Audrey Campbell
Première mise en ligne le 17 janvier 2022
Nous voici aujourd’hui avec Audrey Campbell, enseignante et formatrice à l’INSPE d’Orsay. Elle a conçu pour ses étudiants un escape game au format jeu de cartes aux multiples niveaux de lecture, Une mauvaise blague !, qui nous a tapé dans l’œil !
Et comme on sait qu’elle a une grande pratique de la ludopédagogie en classe comme en formation, on a eu envie de l’interviewer...
Bonjour Audrey ! Peux-tu nous en dire un peu plus sur toi ?
Bonjour ! Je suis professeure de Physique-Chimie au collège de Viry-Châtillon dans l’Essonne. Depuis six ans j’ai eu diverses missions : formatrice disciplinaire, sur le numérique à la DANE et cette année à l’INSPE. Je suis aussi interlocutrice académique pour le numérique dans ma discipline pour l’académie de Versailles, je coordonne le groupe d’expérimentation pédagogique sur le numérique. Dans la continuité de cela, je suis aujourd’hui experte disciplinaire à la DNE (Direction du Numérique Éducatif) où je coordonne essentiellement les TraAM (Travaux Académiques Mutualisés) : j’accompagne les équipes académiques sélectionnées dans la conception de scénarios pédagogiques sur les usages numériques à réelle plus-value pour la discipline.
Récemment tu as twitté sur un jeu réalisé pour tes étudiants, un serious escape cards : Une mauvaise blague ! Peux-tu nous en dire plus ?

++++++++++++++++++++

**Travail demandé:**
#1 Reproduisez le passage de l'entretien avec Audrey Campbell qui commence à « Bonjour ! Je » et se termine à « pour la discipline. ».
#2 Donnez la suite de l'entretien avec Audrey Campbell à partir de sa dernière phrase.

**Données fournies:**
++++++++++++++++++++

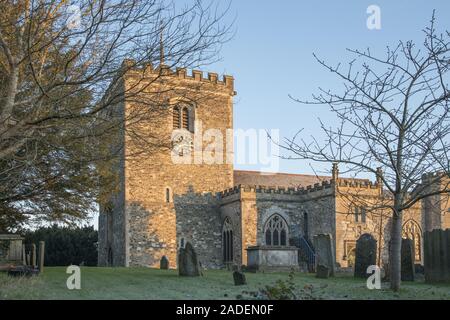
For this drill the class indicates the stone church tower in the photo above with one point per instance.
(162, 203)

++++++++++++++++++++

**En réponse:**
#1
Bonjour ! Je suis professeure de Physique-Chimie au collège de Viry-Châtillon dans l’Essonne. Depuis six ans j’ai eu diverses missions : formatrice disciplinaire, sur le numérique à la DANE et cette année à l’INSPE. Je suis aussi interlocutrice académique pour le numérique dans ma discipline pour l’académie de Versailles, je coordonne le groupe d’expérimentation pédagogique sur le numérique. Dans la continuité de cela, je suis aujourd’hui experte disciplinaire à la DNE (Direction du Numérique Éducatif) où je coordonne essentiellement les TraAM (Travaux Académiques Mutualisés) : j’accompagne les équipes académiques sélectionnées dans la conception de scénarios pédagogiques sur les usages numériques à réelle plus-value pour la discipline.

#2
L’objectif de l’UE dans lequel s’inscrit ce jeu de cartes est de former les futurs enseignants, ici des M2, au numérique pour enseigner la Physique-Chimie, avec de réelles plus values pour les apprentissages. Il y a déjà eu des apports théoriques avant que j’en arrive à cet escape game, et l’objectif était ici de les mettre cette fois en activité directe, au travers d’une séance utilisant le numérique en ajoutant le côté ludique. La ludification de l’enseignement n’est pas l’objectif principal de cette UE mais en termes d’engagement, le ludique est un très bon levier à associer au numérique : c’est plus sympathique pour la mise en activité, pour qu’ils y trouvent un intérêt, un challenge, une émulsion.
Le second objectif de cet escape game était que les étudiants le jouent comme s’ils étaient des élèves. J’ai donc choisi un niveau lycée, en Première spécialité Physique-Chimie, en ciblant une séance de révisions sur le thème « Ondes et signaux ». Au travers de ce jeu, les énigmes proposées mettent en œuvre différents outils numériques dans des situations d’apprentissages très différentes. Ainsi a posteriori lors du débriefing, les étudiants devront retrouver des leviers : « qu’apporte cet outil, dans ce contexte précis, dans cet exercice, dans le cadre de cet escape game, en termes de mémorisation, de différenciation ? ». J’ai donc une surcouche « outil » qui n’a pas lieu d’être habituellement dans une vraie situation de classe, mais cela n’empêche pas de le jouer avec des élèves, ils n’auront juste pas le même débriefing.
Pourquoi avoir choisi le format jeu de cartes, et avec quel scénario ?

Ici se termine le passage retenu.